* **Directions**
Wherever a line in the records contains the word "below", return that line.
====== Provided records ======
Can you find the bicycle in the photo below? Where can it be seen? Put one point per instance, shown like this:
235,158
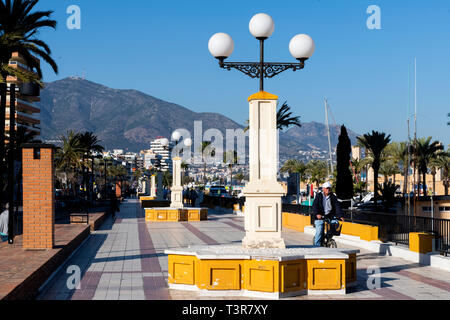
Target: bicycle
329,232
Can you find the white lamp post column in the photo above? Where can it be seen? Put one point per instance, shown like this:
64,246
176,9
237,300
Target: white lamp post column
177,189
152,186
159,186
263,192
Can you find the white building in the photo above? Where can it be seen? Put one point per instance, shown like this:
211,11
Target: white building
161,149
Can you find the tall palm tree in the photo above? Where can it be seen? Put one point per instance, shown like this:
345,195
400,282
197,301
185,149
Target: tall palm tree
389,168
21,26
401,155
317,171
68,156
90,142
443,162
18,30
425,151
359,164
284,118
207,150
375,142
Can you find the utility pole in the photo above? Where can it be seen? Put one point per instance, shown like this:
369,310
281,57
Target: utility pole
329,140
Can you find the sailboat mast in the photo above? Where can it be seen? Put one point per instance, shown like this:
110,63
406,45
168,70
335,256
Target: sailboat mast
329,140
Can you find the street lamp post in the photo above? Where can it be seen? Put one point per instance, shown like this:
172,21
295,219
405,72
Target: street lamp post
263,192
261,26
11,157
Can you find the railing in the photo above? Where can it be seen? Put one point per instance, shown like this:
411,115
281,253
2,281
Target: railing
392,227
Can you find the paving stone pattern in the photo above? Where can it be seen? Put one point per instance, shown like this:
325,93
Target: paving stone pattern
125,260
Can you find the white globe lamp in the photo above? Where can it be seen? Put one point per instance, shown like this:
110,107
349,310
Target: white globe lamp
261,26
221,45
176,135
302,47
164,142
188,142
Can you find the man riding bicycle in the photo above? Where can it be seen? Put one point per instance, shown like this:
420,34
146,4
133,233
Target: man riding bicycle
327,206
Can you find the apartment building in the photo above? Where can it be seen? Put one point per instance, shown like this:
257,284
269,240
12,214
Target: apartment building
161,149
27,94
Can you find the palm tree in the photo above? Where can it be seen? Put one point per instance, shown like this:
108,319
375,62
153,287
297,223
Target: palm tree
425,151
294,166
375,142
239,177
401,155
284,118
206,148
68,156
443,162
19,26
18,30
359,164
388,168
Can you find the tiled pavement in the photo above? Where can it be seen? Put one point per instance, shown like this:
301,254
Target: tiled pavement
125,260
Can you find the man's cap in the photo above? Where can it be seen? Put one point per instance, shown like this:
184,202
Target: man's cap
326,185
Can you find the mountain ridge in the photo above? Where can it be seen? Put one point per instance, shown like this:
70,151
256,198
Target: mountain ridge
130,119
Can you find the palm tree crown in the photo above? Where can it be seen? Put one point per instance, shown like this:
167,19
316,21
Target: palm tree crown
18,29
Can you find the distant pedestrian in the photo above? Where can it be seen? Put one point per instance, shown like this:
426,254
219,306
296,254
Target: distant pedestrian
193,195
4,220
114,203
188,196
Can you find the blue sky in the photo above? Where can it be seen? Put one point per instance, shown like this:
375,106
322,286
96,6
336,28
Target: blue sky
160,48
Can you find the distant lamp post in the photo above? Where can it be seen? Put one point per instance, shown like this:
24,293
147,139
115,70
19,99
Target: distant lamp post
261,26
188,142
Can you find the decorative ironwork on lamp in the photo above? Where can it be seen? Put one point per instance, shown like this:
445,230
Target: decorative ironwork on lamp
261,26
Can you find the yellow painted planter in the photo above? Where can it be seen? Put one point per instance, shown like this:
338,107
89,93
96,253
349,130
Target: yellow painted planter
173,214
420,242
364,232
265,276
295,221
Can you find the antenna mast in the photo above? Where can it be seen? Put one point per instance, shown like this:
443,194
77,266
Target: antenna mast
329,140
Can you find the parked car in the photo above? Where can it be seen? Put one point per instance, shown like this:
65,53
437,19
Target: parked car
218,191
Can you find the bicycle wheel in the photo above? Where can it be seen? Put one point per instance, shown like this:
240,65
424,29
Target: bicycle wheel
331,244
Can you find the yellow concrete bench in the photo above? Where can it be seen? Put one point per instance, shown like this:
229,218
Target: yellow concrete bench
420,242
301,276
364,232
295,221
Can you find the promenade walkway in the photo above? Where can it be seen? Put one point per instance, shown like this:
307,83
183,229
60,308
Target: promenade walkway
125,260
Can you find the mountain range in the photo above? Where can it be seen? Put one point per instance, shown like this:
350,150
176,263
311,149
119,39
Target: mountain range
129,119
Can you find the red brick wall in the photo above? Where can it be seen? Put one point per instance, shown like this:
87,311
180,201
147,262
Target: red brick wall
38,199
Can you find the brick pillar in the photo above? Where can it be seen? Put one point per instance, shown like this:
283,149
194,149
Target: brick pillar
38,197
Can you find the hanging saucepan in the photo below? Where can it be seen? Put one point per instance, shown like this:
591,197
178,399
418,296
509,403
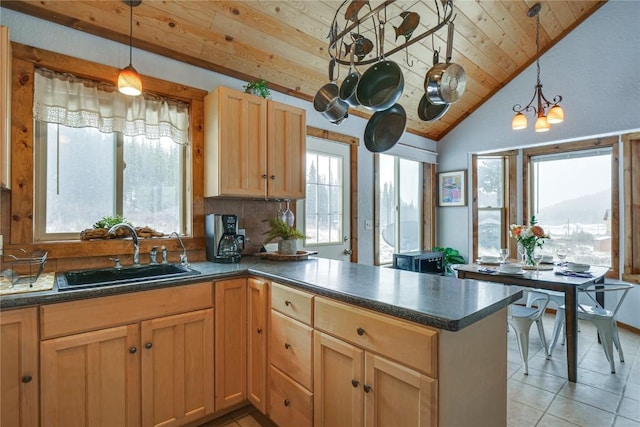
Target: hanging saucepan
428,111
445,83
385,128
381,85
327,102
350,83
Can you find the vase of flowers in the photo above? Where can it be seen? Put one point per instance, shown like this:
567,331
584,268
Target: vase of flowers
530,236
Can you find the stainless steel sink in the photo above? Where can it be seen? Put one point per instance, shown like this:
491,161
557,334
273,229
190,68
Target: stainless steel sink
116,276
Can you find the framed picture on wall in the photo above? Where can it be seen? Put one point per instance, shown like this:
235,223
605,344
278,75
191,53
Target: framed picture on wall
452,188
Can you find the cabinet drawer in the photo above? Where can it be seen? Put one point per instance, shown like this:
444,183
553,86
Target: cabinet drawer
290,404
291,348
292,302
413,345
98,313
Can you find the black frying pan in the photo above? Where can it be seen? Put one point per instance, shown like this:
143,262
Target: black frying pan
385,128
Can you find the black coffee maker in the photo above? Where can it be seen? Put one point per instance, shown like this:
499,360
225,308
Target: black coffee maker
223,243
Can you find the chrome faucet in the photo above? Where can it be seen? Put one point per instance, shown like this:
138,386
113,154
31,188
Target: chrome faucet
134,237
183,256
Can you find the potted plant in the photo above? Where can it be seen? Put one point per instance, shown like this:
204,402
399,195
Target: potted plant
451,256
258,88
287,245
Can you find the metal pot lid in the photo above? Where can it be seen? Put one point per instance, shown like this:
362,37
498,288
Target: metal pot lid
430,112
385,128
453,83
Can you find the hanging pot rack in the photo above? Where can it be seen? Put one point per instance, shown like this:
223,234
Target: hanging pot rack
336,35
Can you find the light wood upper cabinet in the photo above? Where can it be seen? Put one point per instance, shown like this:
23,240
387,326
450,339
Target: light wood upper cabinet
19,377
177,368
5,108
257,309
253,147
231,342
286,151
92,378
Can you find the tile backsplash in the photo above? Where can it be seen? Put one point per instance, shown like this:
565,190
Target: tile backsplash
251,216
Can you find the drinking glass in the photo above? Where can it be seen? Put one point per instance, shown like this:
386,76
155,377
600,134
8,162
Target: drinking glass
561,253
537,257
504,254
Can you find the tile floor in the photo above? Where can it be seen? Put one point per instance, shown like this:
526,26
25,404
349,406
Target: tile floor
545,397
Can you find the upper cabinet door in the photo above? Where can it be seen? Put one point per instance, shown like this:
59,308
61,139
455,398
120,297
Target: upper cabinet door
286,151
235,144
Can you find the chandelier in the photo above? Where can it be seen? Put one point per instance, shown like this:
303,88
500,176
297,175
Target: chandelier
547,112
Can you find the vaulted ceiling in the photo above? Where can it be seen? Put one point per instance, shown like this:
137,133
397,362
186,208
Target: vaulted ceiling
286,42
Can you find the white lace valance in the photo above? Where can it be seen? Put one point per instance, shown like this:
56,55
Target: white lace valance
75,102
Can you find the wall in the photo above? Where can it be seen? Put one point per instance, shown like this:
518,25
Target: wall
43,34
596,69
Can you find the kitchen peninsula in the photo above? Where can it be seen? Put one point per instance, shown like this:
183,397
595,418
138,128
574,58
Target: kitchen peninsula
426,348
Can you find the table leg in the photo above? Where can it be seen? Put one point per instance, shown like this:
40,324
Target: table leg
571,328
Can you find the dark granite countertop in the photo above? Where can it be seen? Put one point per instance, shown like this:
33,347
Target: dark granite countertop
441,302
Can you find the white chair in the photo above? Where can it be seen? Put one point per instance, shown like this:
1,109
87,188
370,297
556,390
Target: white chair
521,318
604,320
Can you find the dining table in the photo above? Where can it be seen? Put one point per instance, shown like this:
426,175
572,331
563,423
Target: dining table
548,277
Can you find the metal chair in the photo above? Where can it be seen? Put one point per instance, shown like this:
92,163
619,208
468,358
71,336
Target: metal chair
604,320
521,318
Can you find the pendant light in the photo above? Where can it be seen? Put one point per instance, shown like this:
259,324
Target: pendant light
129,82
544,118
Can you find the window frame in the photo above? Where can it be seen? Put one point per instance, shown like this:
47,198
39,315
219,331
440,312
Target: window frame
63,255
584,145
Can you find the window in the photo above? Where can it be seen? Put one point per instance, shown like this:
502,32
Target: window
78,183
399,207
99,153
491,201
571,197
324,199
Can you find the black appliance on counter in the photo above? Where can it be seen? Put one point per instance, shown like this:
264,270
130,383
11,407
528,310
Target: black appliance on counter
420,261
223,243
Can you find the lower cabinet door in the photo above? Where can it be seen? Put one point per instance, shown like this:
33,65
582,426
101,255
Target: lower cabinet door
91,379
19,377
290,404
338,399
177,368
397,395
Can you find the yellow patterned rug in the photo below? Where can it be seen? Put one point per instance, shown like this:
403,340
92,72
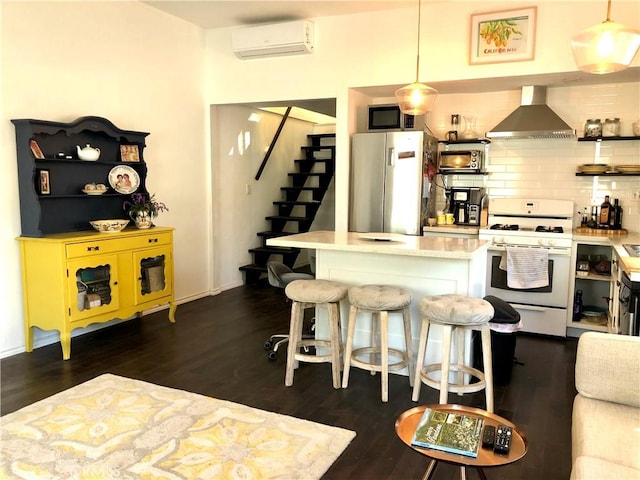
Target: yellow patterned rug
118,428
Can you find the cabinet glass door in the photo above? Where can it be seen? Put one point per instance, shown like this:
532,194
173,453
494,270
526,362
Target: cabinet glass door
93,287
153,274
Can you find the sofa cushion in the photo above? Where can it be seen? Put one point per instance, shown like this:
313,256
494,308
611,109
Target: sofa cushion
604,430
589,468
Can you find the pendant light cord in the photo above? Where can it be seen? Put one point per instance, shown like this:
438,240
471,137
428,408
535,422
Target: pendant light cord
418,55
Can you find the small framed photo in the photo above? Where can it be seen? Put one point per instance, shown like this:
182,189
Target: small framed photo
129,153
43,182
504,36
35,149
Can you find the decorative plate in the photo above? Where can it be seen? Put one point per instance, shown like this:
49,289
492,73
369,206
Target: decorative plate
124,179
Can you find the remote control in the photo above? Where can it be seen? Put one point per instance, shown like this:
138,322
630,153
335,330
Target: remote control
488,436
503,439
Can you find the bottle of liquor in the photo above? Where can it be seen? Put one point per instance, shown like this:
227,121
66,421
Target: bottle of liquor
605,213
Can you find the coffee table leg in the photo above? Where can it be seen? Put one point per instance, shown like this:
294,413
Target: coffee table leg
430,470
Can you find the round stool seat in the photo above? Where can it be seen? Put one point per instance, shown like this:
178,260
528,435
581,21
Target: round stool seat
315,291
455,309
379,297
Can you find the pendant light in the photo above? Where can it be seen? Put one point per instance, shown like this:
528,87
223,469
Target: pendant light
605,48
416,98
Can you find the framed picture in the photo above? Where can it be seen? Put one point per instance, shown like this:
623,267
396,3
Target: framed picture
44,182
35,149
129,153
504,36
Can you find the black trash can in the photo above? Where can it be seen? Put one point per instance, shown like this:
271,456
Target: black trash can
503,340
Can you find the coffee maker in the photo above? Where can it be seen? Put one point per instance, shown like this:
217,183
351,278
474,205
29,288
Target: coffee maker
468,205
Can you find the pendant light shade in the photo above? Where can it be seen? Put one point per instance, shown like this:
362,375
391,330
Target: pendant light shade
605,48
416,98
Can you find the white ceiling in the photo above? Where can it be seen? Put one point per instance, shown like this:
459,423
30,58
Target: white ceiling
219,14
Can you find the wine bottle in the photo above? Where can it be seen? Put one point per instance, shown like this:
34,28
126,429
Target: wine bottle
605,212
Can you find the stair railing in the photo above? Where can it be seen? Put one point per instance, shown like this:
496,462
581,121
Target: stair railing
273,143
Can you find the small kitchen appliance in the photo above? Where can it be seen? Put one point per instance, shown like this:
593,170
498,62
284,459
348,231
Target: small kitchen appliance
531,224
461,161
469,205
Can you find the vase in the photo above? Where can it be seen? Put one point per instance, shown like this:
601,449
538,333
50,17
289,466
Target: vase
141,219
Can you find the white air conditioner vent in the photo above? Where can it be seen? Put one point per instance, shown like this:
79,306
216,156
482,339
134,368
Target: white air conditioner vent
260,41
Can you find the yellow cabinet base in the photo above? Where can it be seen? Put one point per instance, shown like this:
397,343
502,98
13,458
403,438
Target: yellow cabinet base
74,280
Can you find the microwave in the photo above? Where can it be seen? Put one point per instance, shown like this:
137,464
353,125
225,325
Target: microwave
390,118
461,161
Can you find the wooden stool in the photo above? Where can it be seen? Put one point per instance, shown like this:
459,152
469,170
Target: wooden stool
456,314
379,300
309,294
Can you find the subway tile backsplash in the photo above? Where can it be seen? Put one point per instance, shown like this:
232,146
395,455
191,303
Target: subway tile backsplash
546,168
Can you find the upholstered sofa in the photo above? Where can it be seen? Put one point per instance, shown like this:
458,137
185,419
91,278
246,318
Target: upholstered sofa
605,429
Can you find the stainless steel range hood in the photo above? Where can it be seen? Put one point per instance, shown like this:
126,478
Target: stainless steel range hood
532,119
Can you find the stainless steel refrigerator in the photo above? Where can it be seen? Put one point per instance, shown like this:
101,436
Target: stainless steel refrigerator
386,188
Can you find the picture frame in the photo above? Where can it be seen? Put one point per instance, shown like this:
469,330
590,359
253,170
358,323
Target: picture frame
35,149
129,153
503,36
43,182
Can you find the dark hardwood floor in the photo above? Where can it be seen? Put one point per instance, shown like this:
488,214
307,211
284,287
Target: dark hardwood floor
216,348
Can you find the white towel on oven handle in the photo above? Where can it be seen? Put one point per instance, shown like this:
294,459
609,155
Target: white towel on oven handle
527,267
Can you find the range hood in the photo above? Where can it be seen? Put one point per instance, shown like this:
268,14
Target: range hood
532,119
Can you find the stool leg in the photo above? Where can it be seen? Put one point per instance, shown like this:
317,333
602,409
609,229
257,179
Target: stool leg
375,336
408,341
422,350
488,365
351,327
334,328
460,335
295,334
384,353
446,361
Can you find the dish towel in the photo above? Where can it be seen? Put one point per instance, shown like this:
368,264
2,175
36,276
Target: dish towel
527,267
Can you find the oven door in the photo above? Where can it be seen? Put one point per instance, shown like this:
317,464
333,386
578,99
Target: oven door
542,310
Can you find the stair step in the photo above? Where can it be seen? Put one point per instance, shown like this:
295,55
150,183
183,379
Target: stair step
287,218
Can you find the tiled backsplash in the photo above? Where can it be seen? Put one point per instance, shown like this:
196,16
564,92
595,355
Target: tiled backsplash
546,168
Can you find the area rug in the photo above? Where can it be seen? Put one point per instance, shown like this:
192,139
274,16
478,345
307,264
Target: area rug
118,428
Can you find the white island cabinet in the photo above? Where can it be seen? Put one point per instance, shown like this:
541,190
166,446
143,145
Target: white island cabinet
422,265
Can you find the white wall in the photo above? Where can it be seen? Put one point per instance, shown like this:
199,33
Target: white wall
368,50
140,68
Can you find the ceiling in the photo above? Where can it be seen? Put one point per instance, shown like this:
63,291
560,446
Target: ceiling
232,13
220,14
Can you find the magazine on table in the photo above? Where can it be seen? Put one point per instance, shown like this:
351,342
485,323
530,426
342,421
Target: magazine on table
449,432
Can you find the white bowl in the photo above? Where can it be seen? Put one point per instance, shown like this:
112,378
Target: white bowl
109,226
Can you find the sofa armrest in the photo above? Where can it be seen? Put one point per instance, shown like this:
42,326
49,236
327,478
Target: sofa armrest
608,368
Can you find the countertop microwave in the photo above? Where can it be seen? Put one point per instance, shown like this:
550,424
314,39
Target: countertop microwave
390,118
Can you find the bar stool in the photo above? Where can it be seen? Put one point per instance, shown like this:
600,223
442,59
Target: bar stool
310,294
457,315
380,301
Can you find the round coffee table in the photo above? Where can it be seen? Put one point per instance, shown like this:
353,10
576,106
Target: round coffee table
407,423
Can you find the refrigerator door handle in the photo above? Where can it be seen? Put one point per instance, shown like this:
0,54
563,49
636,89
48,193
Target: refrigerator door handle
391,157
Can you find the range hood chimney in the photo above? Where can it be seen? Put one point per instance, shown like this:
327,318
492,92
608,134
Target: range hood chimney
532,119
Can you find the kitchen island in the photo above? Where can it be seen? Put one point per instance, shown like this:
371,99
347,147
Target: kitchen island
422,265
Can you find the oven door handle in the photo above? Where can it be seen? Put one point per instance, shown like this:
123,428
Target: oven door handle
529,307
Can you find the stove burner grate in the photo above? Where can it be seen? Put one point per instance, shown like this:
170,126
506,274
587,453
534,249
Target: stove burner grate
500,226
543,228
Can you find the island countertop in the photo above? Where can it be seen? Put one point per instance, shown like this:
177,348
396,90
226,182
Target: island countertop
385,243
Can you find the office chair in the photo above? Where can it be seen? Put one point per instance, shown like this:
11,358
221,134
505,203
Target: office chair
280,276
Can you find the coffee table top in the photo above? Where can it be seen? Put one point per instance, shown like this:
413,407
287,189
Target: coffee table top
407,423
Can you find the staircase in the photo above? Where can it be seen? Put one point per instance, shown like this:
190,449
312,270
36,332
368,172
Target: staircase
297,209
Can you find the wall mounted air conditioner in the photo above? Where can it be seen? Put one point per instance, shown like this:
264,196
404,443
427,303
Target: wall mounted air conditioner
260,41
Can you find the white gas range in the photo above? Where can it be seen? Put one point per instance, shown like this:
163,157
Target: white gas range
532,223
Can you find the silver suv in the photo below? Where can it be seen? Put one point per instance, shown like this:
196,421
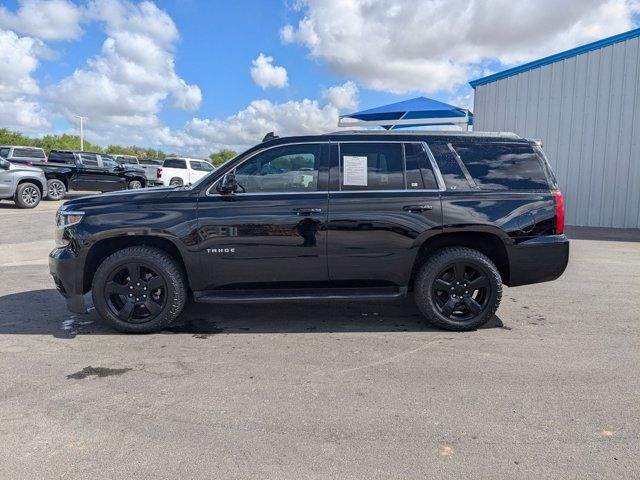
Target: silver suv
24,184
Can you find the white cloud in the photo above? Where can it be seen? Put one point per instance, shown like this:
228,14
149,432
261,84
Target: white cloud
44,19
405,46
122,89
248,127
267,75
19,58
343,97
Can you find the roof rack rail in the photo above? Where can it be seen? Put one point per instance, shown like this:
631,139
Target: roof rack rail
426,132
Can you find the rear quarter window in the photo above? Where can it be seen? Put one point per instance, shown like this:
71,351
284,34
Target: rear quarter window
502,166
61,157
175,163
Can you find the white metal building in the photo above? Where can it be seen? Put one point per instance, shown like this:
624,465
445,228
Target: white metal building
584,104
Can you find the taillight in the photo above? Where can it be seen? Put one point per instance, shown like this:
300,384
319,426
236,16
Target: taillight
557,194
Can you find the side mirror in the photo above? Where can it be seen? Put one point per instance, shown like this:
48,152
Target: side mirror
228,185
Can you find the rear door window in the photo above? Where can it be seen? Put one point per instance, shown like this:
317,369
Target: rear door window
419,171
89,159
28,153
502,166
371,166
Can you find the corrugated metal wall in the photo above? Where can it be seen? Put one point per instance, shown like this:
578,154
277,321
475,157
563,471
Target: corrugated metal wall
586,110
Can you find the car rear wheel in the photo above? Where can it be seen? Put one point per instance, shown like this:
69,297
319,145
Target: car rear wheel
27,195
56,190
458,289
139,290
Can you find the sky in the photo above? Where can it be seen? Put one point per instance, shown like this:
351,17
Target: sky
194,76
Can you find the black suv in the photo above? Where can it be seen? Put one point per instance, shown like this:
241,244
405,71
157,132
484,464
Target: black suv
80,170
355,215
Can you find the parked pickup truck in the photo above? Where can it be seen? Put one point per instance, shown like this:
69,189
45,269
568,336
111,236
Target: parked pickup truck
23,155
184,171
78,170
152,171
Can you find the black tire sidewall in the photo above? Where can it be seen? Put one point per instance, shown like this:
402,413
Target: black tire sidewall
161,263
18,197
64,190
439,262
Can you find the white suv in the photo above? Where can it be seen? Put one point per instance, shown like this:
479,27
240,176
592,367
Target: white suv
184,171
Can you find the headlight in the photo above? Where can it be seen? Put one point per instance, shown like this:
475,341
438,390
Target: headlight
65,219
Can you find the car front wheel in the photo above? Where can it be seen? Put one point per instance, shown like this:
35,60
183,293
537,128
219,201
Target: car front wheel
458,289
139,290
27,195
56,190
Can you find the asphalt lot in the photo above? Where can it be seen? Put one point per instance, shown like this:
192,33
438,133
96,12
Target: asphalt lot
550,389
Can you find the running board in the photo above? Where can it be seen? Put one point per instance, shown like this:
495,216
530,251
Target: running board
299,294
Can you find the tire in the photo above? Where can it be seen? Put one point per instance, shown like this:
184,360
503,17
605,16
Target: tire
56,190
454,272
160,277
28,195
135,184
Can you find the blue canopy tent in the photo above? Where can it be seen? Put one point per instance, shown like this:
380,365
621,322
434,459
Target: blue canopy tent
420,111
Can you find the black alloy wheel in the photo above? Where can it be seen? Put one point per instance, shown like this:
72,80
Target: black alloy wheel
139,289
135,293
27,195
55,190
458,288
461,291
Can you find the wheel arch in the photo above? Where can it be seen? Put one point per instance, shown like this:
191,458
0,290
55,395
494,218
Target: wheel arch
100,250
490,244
======
* **Written response**
Can you find the bicycle in the photo below? Where can it be seen? Put one point per instance, shown like this:
Can you find the hanging saucepan in the photo below? Where can it be seen? Put one point per instance, shown like this:
Can you find the yellow patterned rug in the photo below? Where can it be seen? Put one point per instance, shown like this:
Can you find the silver suv in the photo below? Where can it be seen? Put one point per instance, shown like this:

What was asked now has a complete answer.